**Task input**:
────────────────
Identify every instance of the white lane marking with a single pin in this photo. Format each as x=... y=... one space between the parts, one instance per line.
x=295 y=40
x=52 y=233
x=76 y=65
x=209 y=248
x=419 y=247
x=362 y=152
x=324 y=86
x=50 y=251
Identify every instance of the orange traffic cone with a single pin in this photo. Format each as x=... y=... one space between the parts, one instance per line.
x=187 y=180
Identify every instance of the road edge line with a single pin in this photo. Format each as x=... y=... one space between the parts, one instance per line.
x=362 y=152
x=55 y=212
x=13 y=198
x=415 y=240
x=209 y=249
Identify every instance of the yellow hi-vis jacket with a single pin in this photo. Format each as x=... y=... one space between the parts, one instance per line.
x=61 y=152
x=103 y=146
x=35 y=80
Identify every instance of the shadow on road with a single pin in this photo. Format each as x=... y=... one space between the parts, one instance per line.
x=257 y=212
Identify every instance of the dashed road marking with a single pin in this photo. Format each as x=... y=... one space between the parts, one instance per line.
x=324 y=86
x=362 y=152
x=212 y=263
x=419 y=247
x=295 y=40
────────────────
**Task prompt**: What is needed is an exact repetition of all the entries above.

**Task answer**:
Identify every instance of the white lane marking with a single pin in this photo. Format each as x=... y=... one space between the parts, one instance per line.
x=295 y=40
x=52 y=233
x=76 y=65
x=209 y=248
x=419 y=247
x=362 y=152
x=324 y=86
x=50 y=251
Identify every instance of the orange traffic cone with a single pin in this photo. Format each as x=... y=... one space between the parts, one instance per line.
x=187 y=180
Identify every instance of the road edge line with a single pin in this photo. Format each as x=... y=... one space between the parts, one instance per line.
x=362 y=152
x=55 y=212
x=13 y=198
x=415 y=240
x=209 y=249
Identify every instance of the yellow hi-vis jacket with a single pin in this photo. Format each as x=... y=... one space between the parts, one instance per line.
x=61 y=152
x=103 y=146
x=35 y=80
Identify every instance of the shadow on road with a single pin in this photo. Format each as x=... y=... one space between the parts, one instance per line.
x=257 y=212
Identify every instance of the dashed road marking with a single pin in this photo. Format each as x=... y=... one space between the parts, one instance per line.
x=324 y=86
x=362 y=152
x=212 y=263
x=419 y=247
x=295 y=40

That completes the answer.